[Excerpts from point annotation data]
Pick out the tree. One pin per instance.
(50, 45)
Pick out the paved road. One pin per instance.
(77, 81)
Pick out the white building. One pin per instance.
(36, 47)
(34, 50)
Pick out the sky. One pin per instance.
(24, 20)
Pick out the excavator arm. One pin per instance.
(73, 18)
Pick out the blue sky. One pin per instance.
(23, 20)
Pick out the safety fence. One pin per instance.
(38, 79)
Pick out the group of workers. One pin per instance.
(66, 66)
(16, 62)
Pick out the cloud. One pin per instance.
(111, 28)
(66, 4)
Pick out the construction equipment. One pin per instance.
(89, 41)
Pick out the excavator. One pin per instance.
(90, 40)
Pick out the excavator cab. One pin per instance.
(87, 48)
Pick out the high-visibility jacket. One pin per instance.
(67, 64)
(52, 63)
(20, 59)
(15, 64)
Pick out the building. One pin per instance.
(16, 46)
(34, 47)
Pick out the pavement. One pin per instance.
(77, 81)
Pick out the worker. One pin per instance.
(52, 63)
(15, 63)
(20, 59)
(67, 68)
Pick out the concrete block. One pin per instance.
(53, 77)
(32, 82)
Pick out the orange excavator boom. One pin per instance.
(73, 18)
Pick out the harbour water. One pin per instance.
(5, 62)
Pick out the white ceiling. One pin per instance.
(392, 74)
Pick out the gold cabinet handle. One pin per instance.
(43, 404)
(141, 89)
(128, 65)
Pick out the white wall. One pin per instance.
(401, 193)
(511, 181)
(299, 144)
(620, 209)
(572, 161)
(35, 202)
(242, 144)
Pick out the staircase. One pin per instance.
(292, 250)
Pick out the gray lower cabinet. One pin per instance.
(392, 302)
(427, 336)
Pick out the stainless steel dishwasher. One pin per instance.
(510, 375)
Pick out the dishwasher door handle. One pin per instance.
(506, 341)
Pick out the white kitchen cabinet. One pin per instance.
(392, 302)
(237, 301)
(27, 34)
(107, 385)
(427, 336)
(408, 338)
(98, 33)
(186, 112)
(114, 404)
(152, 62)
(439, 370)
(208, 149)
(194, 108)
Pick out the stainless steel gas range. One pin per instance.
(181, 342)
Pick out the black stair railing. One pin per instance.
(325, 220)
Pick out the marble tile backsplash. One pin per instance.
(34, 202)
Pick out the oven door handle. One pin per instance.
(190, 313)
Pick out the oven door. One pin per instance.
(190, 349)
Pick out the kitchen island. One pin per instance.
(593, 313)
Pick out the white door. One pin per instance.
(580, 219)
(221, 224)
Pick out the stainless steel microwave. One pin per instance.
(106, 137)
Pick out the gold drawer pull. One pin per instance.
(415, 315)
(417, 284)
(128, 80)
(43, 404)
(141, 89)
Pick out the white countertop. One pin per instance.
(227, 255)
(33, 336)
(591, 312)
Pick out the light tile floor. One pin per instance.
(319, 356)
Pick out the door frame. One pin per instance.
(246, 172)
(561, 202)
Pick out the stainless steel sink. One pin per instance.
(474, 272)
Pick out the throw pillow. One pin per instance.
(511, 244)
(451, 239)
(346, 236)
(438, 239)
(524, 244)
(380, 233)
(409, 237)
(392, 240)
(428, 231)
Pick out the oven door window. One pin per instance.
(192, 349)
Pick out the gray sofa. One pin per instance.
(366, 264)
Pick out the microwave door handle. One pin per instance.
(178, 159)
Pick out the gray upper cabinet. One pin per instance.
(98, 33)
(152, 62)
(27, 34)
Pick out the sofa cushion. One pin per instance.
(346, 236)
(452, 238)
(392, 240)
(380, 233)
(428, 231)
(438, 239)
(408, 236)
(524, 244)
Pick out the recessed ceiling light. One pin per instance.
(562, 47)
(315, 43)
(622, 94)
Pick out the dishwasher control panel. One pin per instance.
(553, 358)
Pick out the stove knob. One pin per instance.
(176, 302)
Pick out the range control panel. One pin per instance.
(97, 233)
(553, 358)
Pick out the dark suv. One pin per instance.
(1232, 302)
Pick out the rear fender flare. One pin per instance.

* _Objective_
Repeat the listing exactly, from its first line to its last.

* _The solution_
Pick out the tree. One pin per instance.
(50, 45)
Pick out the paved road. One pin per instance.
(77, 81)
Pick out the white building. One pin per instance.
(36, 47)
(34, 50)
Pick out the sky. One pin per instance.
(24, 20)
Pick out the excavator arm. One pin per instance.
(73, 18)
Pick out the blue sky. One pin per instance.
(23, 20)
Pick out the safety fence. One pin per instance.
(38, 79)
Pick out the group of workers. One pin per instance.
(66, 66)
(16, 62)
Pick out the cloud. One pin per instance.
(111, 28)
(66, 4)
Pick out the construction equipment. One pin per instance.
(89, 41)
Pick out the excavator. One pin per instance.
(90, 40)
Pick out the excavator cab. One pin per instance.
(87, 48)
Pick out the high-visibility jacket. One pin per instance.
(67, 64)
(52, 63)
(20, 59)
(15, 64)
Pick out the building. One pin per instance.
(16, 46)
(34, 47)
Pick out the pavement. One pin per instance.
(77, 81)
Pick out the worker. One pin per instance.
(52, 63)
(15, 63)
(20, 59)
(67, 68)
Pick out the concrete block. One pin per instance.
(53, 77)
(32, 82)
Pick out the orange excavator boom. One pin per instance.
(73, 18)
Pick out the harbour water. One pin per instance.
(5, 62)
Pick out the white ceiling. One pin per instance.
(392, 74)
Pick out the gold cabinet handle. One pin per instance.
(43, 404)
(141, 89)
(128, 65)
Pick out the white wall. One pin per instance.
(401, 193)
(511, 181)
(299, 144)
(620, 209)
(572, 161)
(35, 202)
(242, 144)
Pick out the staircase. One pin per instance.
(292, 250)
Pick out the gray lower cabinet. One pin per instance.
(392, 302)
(427, 336)
Pick out the stainless steel dishwasher. One pin per instance.
(510, 375)
Pick out the dishwasher door handle. One pin per instance.
(506, 341)
Pick out the white kitchen cabinet. One pin per instance.
(392, 302)
(237, 301)
(27, 34)
(107, 385)
(427, 336)
(408, 338)
(98, 33)
(186, 112)
(114, 404)
(152, 62)
(439, 370)
(208, 149)
(194, 108)
Pick out the stainless steel gas range. One pin per instance.
(181, 342)
Pick out the black stair railing. One pin per instance.
(325, 220)
Pick out the marble tile backsplash. One pin per instance.
(34, 202)
Pick out the oven door handle. One pin per instance.
(190, 313)
Pick out the oven door. One pin per instance.
(190, 349)
Pick out the kitchen island. One pin per instance.
(593, 313)
Pick out the white door. One pin per instance.
(580, 219)
(221, 224)
Pick out the stainless steel microwave. One pin per instance.
(106, 137)
Pick out the gold drawer pull. One pin per instance.
(415, 315)
(417, 284)
(128, 80)
(43, 404)
(141, 89)
Pick out the white countertop. One pin per instance.
(227, 255)
(33, 336)
(591, 312)
Pick out the light tile floor. One pin per instance.
(319, 356)
Pick out the door frame. One pin per instance.
(246, 172)
(561, 202)
Pick out the stainless steel sink. One pin per instance.
(474, 272)
Pick out the throw pillow. One pin per instance.
(511, 244)
(451, 239)
(346, 236)
(438, 239)
(524, 244)
(380, 233)
(409, 237)
(392, 240)
(428, 231)
Pick out the oven door window. One pin per instance.
(192, 349)
Pick out the gray sofa. One pin per instance.
(366, 264)
Pick out the microwave door handle. One pin per instance.
(178, 159)
Pick out the gray upper cabinet. One pin per instance.
(98, 33)
(152, 62)
(27, 34)
Pick out the sofa cushion. One pin per instance.
(346, 236)
(452, 238)
(392, 240)
(380, 233)
(428, 231)
(438, 239)
(408, 236)
(524, 244)
Pick out the recessed ceiling light. One pin per instance.
(562, 47)
(315, 43)
(622, 94)
Pick out the dishwasher control panel. One pin per instance.
(553, 358)
Pick out the stove knob. One pin per instance.
(176, 302)
Pick out the range control panel. One pin per instance.
(97, 233)
(553, 358)
Pick out the dark suv. One pin per instance.
(1232, 302)
Pick out the rear fender flare. One pin per instance.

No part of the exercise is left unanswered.